··· DATA FOR THIS EXERCISE

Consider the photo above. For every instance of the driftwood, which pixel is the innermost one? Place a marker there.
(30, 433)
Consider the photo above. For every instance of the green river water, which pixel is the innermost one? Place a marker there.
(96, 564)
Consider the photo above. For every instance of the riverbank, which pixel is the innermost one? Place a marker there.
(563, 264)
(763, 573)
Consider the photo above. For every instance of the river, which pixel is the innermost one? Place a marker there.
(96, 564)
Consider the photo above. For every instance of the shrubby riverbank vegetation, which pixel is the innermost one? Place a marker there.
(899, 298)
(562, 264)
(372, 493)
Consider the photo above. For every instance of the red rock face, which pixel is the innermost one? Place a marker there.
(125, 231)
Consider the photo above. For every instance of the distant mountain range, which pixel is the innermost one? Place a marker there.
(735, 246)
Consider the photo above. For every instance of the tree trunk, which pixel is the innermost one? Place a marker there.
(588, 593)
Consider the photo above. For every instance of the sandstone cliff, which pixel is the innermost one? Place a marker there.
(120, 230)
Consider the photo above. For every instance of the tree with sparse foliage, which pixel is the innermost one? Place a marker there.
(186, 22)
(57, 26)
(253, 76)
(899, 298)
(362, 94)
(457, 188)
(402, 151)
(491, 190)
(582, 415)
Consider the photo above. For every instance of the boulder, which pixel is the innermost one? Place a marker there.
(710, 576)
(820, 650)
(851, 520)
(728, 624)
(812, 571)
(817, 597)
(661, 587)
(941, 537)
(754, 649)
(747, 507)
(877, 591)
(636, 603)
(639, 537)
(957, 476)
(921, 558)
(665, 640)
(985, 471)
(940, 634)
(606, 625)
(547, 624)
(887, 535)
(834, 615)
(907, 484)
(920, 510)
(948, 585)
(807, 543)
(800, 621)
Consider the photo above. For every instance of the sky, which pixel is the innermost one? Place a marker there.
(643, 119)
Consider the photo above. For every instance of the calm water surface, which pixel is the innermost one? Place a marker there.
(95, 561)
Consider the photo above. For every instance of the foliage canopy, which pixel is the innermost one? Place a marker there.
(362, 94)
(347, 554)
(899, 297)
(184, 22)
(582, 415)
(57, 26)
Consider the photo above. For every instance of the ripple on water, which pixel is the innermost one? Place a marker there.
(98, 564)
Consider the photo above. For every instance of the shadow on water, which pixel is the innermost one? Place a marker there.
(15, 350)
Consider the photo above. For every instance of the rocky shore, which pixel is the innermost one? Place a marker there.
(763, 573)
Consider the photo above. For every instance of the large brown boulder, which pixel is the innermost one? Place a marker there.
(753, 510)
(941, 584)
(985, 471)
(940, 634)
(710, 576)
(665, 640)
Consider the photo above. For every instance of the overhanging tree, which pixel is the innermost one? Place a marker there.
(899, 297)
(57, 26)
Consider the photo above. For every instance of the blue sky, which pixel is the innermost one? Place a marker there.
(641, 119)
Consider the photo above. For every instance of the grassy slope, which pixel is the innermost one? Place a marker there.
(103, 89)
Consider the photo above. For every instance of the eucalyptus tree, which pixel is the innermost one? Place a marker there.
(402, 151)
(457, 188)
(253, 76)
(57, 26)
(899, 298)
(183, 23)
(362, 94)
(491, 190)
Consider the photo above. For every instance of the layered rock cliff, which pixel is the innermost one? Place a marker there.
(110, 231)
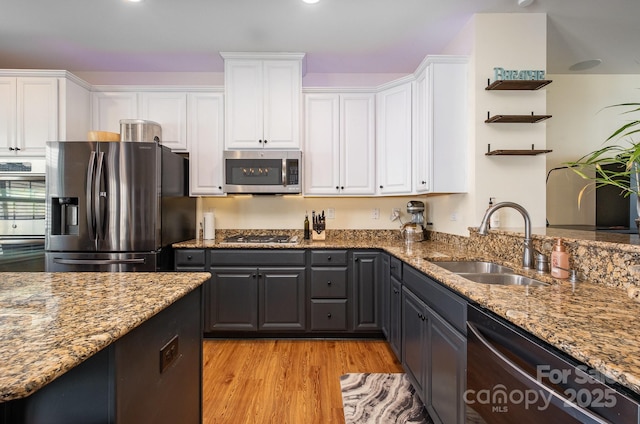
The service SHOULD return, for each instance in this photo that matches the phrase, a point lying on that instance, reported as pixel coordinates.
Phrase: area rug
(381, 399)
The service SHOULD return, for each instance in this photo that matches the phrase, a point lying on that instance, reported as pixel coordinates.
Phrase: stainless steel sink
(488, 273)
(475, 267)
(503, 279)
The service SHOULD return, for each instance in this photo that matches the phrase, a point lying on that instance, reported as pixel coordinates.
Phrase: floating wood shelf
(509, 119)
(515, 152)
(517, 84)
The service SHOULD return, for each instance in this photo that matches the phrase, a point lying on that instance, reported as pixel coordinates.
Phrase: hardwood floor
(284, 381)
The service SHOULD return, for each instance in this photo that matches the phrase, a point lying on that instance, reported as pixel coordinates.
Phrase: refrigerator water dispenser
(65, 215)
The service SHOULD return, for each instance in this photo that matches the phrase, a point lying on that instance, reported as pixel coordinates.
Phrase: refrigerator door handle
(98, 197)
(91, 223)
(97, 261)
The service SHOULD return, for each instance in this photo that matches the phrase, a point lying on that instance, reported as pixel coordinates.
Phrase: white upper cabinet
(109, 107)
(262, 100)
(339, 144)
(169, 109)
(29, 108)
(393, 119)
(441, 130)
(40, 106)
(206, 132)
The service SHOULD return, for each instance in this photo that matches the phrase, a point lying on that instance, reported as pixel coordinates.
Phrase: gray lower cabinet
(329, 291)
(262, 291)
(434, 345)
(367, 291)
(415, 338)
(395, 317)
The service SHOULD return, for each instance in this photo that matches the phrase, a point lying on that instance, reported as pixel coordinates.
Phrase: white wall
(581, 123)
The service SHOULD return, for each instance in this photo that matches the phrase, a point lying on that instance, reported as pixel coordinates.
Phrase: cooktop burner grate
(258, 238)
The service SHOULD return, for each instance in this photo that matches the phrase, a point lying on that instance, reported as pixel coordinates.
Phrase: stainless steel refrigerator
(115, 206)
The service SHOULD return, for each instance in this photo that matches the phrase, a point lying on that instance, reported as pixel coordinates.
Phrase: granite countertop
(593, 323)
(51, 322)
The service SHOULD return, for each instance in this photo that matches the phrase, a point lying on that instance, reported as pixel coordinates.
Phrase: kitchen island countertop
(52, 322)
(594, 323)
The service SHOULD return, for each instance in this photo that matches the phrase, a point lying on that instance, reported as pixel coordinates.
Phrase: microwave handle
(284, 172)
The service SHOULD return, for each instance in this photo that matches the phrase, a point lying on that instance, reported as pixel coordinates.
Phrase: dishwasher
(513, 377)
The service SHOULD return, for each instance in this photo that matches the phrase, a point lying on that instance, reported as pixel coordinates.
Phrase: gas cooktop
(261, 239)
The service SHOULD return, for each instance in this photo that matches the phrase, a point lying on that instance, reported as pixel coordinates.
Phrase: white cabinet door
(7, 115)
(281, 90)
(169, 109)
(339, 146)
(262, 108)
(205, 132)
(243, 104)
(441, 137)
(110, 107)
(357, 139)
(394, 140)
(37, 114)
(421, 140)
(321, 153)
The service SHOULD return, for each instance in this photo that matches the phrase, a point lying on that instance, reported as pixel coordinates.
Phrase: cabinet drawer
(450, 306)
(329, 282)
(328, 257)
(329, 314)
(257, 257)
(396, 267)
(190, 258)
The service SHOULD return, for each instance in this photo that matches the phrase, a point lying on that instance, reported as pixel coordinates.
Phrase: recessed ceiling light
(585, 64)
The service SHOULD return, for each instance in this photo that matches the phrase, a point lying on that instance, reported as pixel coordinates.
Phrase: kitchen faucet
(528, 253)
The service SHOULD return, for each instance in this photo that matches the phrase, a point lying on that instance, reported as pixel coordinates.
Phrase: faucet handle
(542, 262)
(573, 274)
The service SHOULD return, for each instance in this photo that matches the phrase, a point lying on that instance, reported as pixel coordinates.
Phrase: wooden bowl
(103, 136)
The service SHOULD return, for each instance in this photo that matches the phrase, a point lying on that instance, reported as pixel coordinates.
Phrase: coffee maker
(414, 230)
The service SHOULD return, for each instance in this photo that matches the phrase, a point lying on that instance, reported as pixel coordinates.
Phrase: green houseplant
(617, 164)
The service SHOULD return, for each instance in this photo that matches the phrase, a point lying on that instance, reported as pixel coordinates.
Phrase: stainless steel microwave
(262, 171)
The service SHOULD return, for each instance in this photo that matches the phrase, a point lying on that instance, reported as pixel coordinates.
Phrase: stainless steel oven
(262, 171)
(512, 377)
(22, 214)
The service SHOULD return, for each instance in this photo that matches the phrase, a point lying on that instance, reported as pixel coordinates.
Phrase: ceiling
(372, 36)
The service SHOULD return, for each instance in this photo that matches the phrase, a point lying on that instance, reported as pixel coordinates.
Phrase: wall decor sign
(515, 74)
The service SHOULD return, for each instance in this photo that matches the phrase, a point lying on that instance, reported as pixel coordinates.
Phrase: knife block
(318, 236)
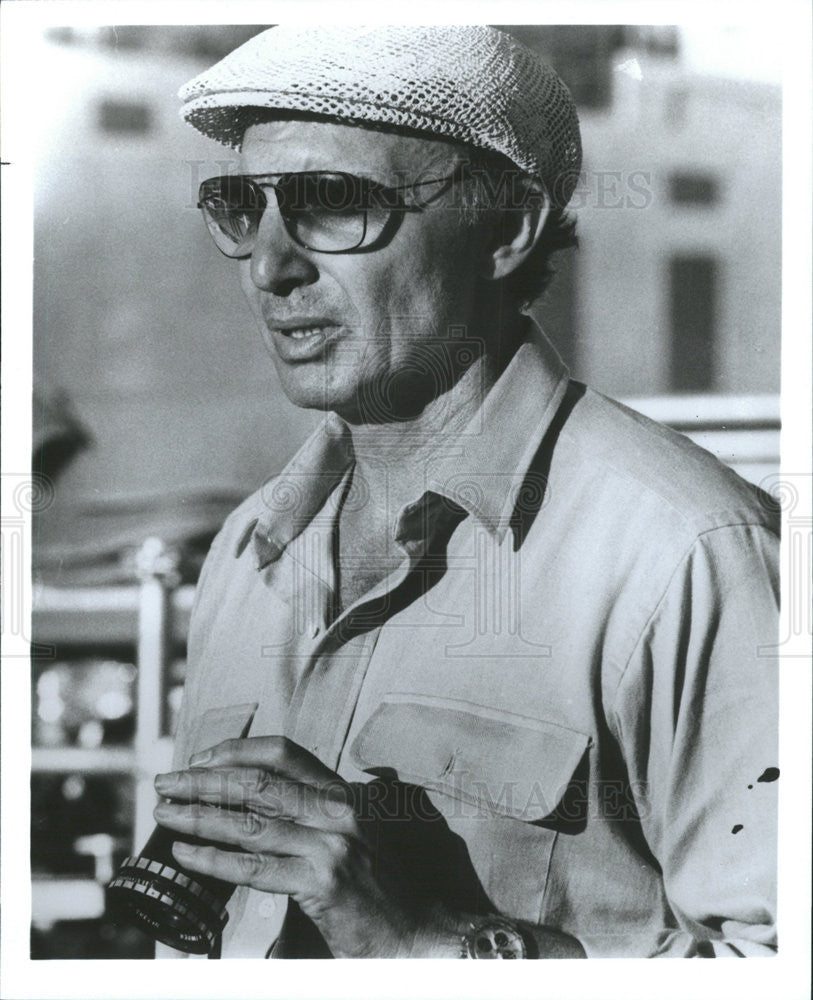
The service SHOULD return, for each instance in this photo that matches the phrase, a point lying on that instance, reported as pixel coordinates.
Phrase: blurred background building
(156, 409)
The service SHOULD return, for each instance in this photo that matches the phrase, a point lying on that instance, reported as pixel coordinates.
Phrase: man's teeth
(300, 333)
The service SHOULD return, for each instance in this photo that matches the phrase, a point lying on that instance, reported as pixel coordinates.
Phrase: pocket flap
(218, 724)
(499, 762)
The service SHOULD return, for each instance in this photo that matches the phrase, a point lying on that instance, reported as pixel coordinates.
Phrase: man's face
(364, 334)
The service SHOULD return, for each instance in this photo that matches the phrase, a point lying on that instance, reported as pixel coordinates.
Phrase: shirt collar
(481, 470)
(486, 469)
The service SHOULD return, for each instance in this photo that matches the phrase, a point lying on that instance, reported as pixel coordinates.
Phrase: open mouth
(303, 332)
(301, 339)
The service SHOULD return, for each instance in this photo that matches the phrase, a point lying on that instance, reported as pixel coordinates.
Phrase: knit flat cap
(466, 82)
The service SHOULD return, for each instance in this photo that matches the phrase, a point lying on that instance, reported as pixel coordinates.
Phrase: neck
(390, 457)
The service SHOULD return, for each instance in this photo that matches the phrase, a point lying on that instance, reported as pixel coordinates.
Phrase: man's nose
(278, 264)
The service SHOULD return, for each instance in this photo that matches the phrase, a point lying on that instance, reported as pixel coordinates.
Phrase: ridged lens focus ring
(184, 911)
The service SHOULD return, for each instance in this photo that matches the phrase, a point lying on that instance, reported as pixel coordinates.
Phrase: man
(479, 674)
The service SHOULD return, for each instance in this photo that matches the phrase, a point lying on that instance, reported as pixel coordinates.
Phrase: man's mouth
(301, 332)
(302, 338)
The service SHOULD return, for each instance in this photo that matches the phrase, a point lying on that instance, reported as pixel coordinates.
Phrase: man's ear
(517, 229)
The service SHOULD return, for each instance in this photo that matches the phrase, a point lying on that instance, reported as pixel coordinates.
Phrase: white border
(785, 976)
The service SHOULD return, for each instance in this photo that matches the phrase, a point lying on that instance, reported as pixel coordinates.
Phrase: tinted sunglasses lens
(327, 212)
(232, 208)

······

- **AIM OF THE TASK**: Report every line of the rows above that contains the word "green", matching case exactly.

- **COMPLETED TASK**:
Consider the photo above. For every instance of the green river water, which pixel is the innermost one? Place a marker there.
Phrase: green houseplant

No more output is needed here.